Problem to work on.
Collect every line from the items below that contains the string "chef", and copy each one in full.

((

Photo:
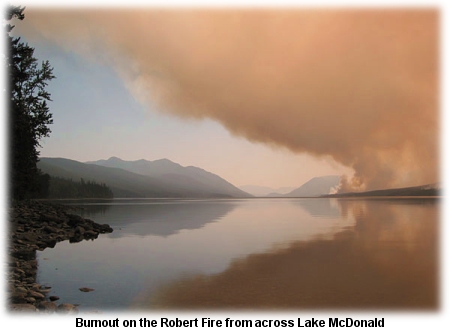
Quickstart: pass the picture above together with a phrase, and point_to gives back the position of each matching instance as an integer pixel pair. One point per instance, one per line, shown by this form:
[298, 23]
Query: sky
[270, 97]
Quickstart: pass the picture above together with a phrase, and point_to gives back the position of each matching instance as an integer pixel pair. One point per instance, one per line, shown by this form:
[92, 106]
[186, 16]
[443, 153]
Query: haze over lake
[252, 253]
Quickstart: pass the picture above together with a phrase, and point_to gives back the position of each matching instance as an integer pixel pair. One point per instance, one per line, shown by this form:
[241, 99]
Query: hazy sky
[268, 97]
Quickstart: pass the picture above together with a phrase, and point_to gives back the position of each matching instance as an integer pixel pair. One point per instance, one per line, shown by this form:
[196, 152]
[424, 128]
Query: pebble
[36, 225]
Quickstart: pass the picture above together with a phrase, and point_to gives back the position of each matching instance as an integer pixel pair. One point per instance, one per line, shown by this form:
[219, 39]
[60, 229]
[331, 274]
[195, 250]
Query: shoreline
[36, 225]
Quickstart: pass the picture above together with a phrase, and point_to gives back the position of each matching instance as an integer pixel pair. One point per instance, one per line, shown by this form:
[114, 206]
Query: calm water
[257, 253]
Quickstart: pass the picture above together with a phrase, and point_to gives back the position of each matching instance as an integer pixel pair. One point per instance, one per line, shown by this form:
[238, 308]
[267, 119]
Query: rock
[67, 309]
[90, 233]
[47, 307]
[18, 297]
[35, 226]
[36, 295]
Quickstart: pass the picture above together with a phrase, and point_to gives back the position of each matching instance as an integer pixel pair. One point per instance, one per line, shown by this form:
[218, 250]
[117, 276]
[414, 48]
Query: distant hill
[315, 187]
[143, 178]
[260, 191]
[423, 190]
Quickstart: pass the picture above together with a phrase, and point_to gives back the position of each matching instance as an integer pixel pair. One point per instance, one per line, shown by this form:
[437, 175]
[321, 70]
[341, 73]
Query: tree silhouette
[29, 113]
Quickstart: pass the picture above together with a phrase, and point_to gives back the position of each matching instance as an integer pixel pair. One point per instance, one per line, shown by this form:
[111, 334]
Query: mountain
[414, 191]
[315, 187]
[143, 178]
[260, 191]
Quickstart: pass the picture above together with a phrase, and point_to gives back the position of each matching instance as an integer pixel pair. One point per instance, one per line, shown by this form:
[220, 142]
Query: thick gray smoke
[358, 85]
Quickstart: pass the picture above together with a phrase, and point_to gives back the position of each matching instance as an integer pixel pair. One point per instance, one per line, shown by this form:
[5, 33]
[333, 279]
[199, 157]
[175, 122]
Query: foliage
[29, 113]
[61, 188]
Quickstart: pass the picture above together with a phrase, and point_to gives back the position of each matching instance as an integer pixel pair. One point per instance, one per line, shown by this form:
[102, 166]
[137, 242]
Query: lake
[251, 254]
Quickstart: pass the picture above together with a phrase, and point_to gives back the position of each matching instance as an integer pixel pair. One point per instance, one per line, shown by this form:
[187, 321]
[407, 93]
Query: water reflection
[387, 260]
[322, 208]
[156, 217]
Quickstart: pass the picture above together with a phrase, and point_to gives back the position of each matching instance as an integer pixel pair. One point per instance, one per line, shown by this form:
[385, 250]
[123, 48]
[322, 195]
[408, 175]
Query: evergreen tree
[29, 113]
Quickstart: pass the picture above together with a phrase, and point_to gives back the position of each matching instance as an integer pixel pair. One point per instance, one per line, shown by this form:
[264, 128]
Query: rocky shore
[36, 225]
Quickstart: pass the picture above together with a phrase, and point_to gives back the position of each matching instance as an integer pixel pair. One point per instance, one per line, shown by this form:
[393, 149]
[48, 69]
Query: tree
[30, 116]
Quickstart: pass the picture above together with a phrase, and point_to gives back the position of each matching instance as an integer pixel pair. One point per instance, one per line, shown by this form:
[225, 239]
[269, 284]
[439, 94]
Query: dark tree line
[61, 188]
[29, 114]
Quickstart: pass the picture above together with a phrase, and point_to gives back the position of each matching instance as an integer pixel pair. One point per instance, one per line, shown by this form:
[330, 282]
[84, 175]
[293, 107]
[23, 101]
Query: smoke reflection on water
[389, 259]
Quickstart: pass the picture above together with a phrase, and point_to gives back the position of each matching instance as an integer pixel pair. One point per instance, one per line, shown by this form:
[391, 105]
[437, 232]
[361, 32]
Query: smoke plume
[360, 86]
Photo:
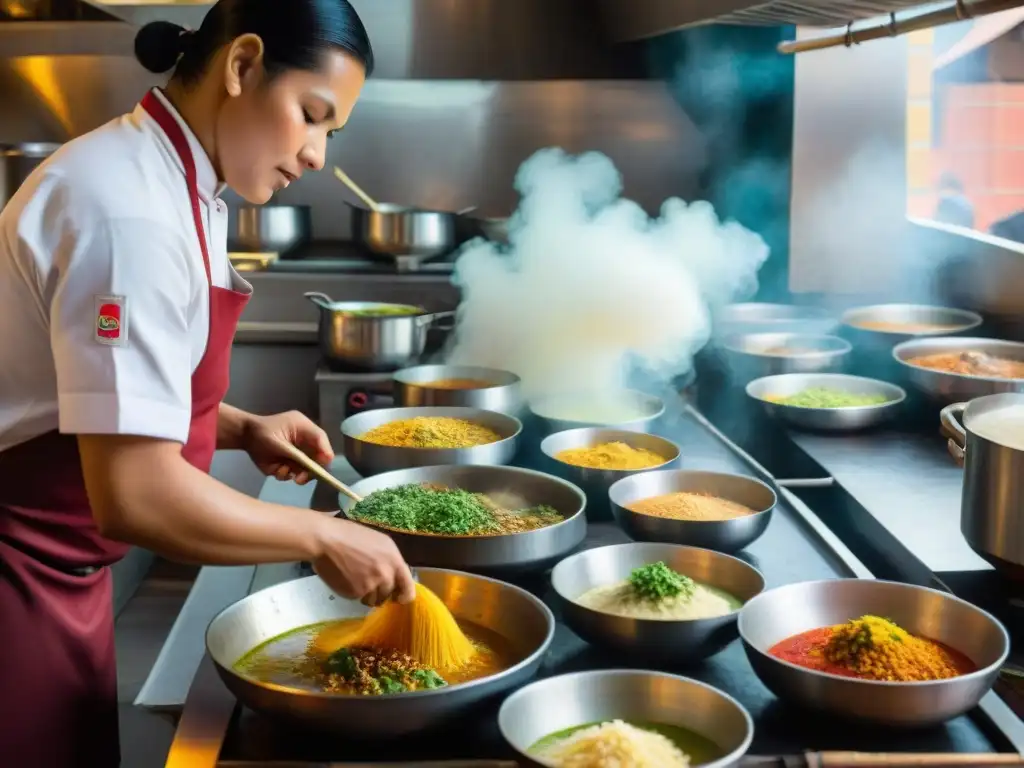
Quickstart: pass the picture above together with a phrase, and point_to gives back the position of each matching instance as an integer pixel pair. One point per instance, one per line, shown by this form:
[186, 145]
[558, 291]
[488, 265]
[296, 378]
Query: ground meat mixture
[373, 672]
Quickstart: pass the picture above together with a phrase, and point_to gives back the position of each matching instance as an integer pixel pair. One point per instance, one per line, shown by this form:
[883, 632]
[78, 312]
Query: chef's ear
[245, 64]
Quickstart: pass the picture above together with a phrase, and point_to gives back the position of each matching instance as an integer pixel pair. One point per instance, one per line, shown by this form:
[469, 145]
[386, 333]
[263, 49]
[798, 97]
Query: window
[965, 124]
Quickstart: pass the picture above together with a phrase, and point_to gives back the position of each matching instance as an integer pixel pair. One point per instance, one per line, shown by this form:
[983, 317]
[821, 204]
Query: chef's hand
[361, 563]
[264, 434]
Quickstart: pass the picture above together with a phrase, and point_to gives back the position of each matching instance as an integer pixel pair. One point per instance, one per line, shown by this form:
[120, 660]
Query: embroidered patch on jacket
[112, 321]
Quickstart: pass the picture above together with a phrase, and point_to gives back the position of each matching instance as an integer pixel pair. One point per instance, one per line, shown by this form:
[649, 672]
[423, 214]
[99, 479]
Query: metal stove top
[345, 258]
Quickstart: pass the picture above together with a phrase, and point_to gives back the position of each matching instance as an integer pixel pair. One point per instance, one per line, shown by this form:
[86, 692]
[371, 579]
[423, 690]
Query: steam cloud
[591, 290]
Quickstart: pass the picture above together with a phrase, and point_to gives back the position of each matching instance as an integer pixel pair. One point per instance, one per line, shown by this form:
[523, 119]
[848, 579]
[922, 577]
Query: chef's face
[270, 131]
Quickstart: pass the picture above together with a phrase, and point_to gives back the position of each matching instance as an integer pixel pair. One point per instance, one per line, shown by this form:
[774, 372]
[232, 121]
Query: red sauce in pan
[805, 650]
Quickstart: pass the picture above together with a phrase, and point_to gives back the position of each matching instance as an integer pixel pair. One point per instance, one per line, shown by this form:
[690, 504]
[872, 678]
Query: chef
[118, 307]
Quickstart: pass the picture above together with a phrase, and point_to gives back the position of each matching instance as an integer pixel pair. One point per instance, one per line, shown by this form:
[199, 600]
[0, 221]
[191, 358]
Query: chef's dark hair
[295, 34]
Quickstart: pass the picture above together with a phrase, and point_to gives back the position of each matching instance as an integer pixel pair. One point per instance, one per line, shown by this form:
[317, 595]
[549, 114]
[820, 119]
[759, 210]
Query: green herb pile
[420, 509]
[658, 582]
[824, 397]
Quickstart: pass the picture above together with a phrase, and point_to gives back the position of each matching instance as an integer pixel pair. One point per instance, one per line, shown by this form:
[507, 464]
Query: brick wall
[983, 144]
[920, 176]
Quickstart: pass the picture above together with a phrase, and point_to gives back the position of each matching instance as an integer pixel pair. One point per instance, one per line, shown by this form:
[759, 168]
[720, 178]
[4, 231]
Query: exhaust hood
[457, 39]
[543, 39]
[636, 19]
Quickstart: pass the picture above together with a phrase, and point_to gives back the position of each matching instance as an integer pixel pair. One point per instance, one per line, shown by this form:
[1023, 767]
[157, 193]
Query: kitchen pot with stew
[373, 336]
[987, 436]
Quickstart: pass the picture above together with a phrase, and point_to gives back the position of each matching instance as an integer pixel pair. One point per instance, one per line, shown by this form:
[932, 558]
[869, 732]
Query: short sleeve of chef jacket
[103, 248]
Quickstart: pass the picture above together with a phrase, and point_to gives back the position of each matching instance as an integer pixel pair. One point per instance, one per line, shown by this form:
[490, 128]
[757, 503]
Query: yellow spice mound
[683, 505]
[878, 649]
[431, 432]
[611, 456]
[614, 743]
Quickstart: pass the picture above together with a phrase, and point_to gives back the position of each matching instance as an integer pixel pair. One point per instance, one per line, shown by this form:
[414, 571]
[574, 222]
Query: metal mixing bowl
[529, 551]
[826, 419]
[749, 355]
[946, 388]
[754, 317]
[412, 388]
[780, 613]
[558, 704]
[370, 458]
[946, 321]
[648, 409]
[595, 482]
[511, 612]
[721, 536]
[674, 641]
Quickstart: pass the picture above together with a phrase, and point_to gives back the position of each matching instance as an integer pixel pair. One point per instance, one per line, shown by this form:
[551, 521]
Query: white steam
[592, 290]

))
((

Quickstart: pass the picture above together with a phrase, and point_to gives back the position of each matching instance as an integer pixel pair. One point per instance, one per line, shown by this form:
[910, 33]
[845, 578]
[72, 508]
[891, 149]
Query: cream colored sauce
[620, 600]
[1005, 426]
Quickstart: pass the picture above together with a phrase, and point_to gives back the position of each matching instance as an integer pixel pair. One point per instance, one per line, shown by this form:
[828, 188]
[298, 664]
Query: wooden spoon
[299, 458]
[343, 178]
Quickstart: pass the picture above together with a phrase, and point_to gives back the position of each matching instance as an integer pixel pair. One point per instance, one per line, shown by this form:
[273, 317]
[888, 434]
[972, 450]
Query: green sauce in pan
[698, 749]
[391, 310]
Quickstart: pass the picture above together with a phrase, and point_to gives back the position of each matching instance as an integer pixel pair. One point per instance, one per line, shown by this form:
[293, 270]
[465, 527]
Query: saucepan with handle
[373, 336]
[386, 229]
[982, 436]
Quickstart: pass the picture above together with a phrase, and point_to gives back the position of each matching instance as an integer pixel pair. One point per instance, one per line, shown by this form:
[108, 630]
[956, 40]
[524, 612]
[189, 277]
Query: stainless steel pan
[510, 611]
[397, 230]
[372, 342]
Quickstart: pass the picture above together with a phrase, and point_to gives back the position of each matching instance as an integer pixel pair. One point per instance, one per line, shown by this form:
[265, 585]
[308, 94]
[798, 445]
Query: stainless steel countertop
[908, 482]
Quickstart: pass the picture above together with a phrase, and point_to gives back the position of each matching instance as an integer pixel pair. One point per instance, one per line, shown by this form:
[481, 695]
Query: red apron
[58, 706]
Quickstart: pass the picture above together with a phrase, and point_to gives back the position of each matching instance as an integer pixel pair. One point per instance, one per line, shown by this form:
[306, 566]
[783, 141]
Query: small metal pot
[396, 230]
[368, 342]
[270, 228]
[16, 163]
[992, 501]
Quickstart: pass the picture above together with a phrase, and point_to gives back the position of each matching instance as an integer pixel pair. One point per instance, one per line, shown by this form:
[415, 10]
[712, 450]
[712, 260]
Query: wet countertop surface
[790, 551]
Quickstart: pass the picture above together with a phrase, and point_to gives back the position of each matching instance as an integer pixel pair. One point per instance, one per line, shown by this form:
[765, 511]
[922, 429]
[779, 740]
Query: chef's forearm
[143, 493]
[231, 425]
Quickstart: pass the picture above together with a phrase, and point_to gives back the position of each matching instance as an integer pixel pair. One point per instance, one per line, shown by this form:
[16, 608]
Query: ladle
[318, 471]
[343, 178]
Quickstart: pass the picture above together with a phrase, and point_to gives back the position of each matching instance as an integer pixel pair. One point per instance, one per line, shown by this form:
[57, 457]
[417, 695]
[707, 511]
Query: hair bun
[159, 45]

))

Task response.
Query: chef's ear
Query: chef's hand
Query: chef's face
Query: chef
Query: chef's dark hair
Query: short sleeve of chef jacket
Query: chef's forearm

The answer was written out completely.